▸ **PROBLEM TO WORK ON**: Set out every line of the records below as a JSON list of strings, one string per line, with blank lines skipped. Leave the pictures out of the list.

▸ **SOURCE RECORDS**:

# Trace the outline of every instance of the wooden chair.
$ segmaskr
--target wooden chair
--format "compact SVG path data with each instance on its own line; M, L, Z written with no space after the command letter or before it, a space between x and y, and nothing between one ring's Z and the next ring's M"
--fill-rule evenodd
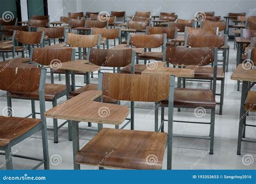
M116 46L116 39L118 39L118 44L121 43L121 29L105 29L105 28L92 28L91 34L100 34L102 36L101 44L103 44L103 48L105 49L105 45L106 44L107 49L109 48L109 40L114 40L114 46Z
M102 129L103 125L99 124L101 130L78 152L76 162L98 166L100 168L161 169L167 144L167 168L171 169L173 104L171 102L173 100L174 76L106 73L100 74L98 90L102 90L103 95L118 100L155 102L169 95L168 135L163 132ZM147 91L146 95L142 91ZM113 152L111 157L100 162L105 157L106 152L111 150ZM152 155L157 158L156 164L147 164L147 159Z
M48 20L49 19L50 16L38 16L38 15L33 15L32 16L32 19L33 20Z
M72 48L58 47L58 48L35 48L31 49L30 58L32 62L43 66L48 66L50 65L55 64L56 66L61 65L62 62L68 62L75 59L75 53ZM56 69L57 69L57 68ZM51 69L51 80L52 80L52 71ZM51 102L53 107L57 105L58 99L66 95L66 85L55 84L52 83L45 83L44 88L44 96L46 102ZM32 90L30 93L12 92L9 93L8 95L8 102L9 106L11 107L11 99L24 99L29 100L31 101L32 114L27 117L31 116L36 118L36 112L35 101L38 101L38 91ZM43 112L42 113L44 113ZM54 143L58 142L58 130L68 122L65 122L60 125L58 126L58 122L56 119L53 119L53 135Z
M191 47L214 47L218 49L223 51L223 68L217 68L217 80L220 81L220 93L216 93L215 95L220 96L220 102L216 103L220 105L219 115L222 115L223 107L224 100L224 88L225 88L225 72L227 58L227 35L186 35L184 45ZM194 77L196 80L211 80L210 89L212 89L212 81L214 80L213 77L213 67L197 67L194 68L191 68L194 72ZM185 87L184 84L186 79L183 80L183 86Z
M144 60L144 65L147 60L154 60L164 61L165 49L166 43L166 34L129 34L127 40L127 46L136 48L144 48L144 52L136 57L136 64L139 64L139 60ZM153 48L161 47L161 52L151 52ZM149 51L147 51L149 49ZM135 69L136 70L136 68Z
M24 65L24 67L23 66ZM46 70L23 64L21 68L2 68L0 72L0 89L9 93L31 93L37 90L40 101L40 119L12 116L11 105L8 104L10 114L0 116L0 150L4 151L7 169L12 169L12 157L40 161L33 169L44 164L44 169L49 169L49 159L46 119L44 116L45 104L44 85ZM36 68L35 68L36 67ZM12 153L11 147L35 133L42 131L43 159L19 155ZM23 145L24 146L24 145ZM25 164L24 164L25 165Z
M124 49L102 49L92 48L88 50L87 60L90 63L103 67L117 67L117 72L120 72L120 67L131 65L131 74L134 74L134 61L135 53L131 48ZM98 84L87 84L76 90L70 92L68 97L71 98L83 92L89 90L97 90ZM104 102L116 103L117 101L114 98L103 95Z
M150 11L136 11L135 12L135 16L144 17L145 18L150 18L151 12Z
M206 29L212 29L215 27L218 28L218 32L226 30L227 24L226 22L214 22L214 21L203 21L200 24L201 28Z
M15 55L15 52L21 52L22 54L22 58L25 58L25 52L28 50L29 53L31 47L34 45L40 45L41 47L43 46L44 36L44 32L43 31L27 32L19 30L14 31L12 38L14 46L12 48L0 49L0 52L12 52L13 57ZM18 45L18 43L21 43L22 44L22 46L16 46L15 41L17 42L17 45Z
M208 21L220 21L221 18L221 16L216 16L216 17L205 17L205 20Z
M38 29L39 31L44 31L44 34L47 36L47 38L45 40L48 40L49 46L51 44L51 39L53 40L54 44L56 44L56 39L58 40L59 43L60 43L60 40L63 40L65 36L65 28L62 27L39 27Z
M126 26L125 23L125 11L111 11L111 16L114 16L117 17L118 20L116 23L116 26ZM123 19L121 21L122 19Z
M186 48L168 47L166 49L166 65L169 63L175 66L204 66L213 62L213 85L212 89L201 89L192 88L176 88L174 94L174 107L178 108L210 109L211 110L211 122L197 122L173 121L174 122L199 123L210 125L210 137L186 136L186 138L210 139L210 154L213 154L213 144L214 137L215 110L216 102L215 94L216 91L216 79L217 76L217 53L218 49L214 47ZM203 59L202 59L203 58ZM170 100L169 100L170 101ZM171 103L172 104L172 101ZM168 100L159 101L159 107L161 110L161 131L164 132L164 123L166 120L164 118L164 108L169 105ZM156 119L158 124L158 119ZM178 135L179 137L183 136Z
M171 40L177 37L177 28L174 26L169 26L169 27L156 27L149 26L147 27L147 34L166 34L166 46L172 45Z
M80 18L84 18L84 12L78 12L78 13L68 13L69 17L76 19L79 19Z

▸ **RESULT FOR THIS TASK**:
[
  "# Trace the outline of every instance of the wooden chair.",
  "$ segmaskr",
  "--target wooden chair",
  "--format \"compact SVG path data with each instance on its own line; M, L, Z written with no space after the command letter or before it, a space between x and y, and nothing between one ring's Z and the next ring's M\"",
  "--fill-rule evenodd",
  "M116 46L116 39L118 39L118 44L121 43L121 29L105 29L105 28L92 28L91 34L100 34L102 36L101 44L103 44L103 48L105 49L105 45L106 44L107 49L109 48L109 40L114 40L114 46Z",
  "M102 129L103 125L99 124L101 130L78 152L76 162L98 166L100 168L161 169L167 144L167 168L171 169L173 104L171 102L173 100L174 76L106 73L100 74L98 90L102 90L103 95L118 100L155 102L169 95L168 135L163 132ZM147 91L146 95L142 91ZM113 152L111 157L100 162L105 157L106 152L111 150ZM152 155L157 158L156 164L147 164L147 159Z",
  "M48 20L49 19L50 16L38 16L38 15L33 15L32 16L32 19L33 20Z",
  "M72 48L58 47L58 48L35 48L31 49L30 58L32 62L43 66L48 66L50 65L55 64L56 66L61 65L62 62L68 62L75 59L75 53ZM56 69L57 69L57 68ZM51 69L51 80L52 80L52 71ZM51 102L53 107L57 105L58 99L66 95L66 85L55 84L52 83L45 83L44 88L44 96L46 102ZM32 90L30 93L12 92L9 93L8 95L8 102L9 106L11 107L11 99L24 99L29 100L31 101L32 114L27 117L31 116L36 118L36 112L35 101L38 101L38 91ZM43 112L42 113L44 113ZM54 143L58 142L58 130L68 122L65 122L60 125L58 126L58 122L56 119L53 119L53 135Z",
  "M191 47L214 47L218 49L223 51L223 68L217 68L217 80L220 81L220 93L216 93L215 95L220 96L220 102L216 103L220 105L219 115L222 115L223 107L224 100L224 88L225 88L225 72L227 58L227 35L186 35L184 45ZM194 77L196 80L211 80L210 89L212 89L212 81L214 80L213 77L213 67L197 67L194 68L191 68L194 72ZM185 87L184 84L186 79L183 80L183 86Z",
  "M144 60L144 65L147 60L154 60L164 61L165 49L166 43L166 34L129 34L127 40L127 46L136 48L144 48L144 52L136 57L136 64L139 64L139 60ZM153 48L161 47L161 52L151 52ZM149 51L147 51L149 49ZM135 69L136 70L136 68Z",
  "M24 65L24 67L23 66ZM46 70L23 64L21 68L2 68L0 72L0 89L9 93L31 93L37 90L40 101L40 119L12 116L11 105L8 104L10 114L0 116L0 150L4 151L7 169L12 169L12 157L40 161L33 169L44 164L44 169L49 169L49 159L46 119L44 116L45 104L44 85ZM36 68L35 68L36 67ZM12 153L11 147L35 133L42 131L43 159L19 155ZM23 145L24 146L24 145ZM25 164L24 164L25 165Z",
  "M124 49L102 49L92 48L88 50L87 60L90 63L103 67L117 67L117 72L120 72L120 67L131 65L131 74L134 74L134 61L135 53L131 48ZM98 84L87 84L76 90L70 92L68 97L71 98L83 92L89 90L97 90ZM104 102L116 103L117 101L114 98L103 95Z",
  "M150 11L136 11L135 12L135 16L144 17L145 18L150 18L151 12Z",
  "M206 29L212 29L215 27L218 28L218 32L226 30L227 24L226 22L214 22L214 21L203 21L200 24L201 28Z",
  "M15 55L15 52L21 52L22 54L22 58L25 58L25 52L28 50L29 53L31 47L34 45L40 45L41 47L43 46L44 36L44 32L43 31L27 32L19 30L14 31L12 38L14 46L12 48L0 49L0 52L12 52L13 57ZM18 45L18 43L21 43L22 44L22 46L16 46L15 41L17 42L17 45Z",
  "M208 21L220 21L221 18L221 16L216 16L216 17L205 17L205 20Z",
  "M38 29L39 31L44 31L44 34L47 36L47 38L45 40L48 40L49 46L51 44L51 39L53 40L54 44L56 44L56 39L58 40L59 43L60 43L60 40L63 40L65 36L65 28L62 27L39 27Z",
  "M126 26L125 23L125 11L111 11L111 16L114 16L117 17L118 20L116 23L116 26ZM123 19L121 21L122 19Z",
  "M186 48L168 47L166 49L166 65L169 63L175 66L204 66L213 62L213 85L212 89L201 89L192 88L176 88L174 94L174 107L178 108L210 109L211 110L211 122L197 122L173 121L174 122L199 123L210 125L210 137L186 136L186 138L210 139L210 154L213 154L213 144L214 137L215 110L216 102L215 94L216 91L216 79L217 76L217 53L218 49L214 47ZM203 59L202 59L203 58ZM170 100L169 100L170 101ZM171 103L172 104L172 101ZM168 100L159 101L159 107L161 110L161 131L164 132L164 123L166 120L164 118L164 108L169 105ZM156 119L158 124L158 119ZM178 135L179 137L183 136Z",
  "M171 40L177 37L177 28L174 26L169 26L169 27L156 27L149 26L147 27L147 34L166 34L166 46L172 45Z",
  "M80 18L84 18L84 12L78 12L78 13L68 13L69 17L76 19L79 19Z"
]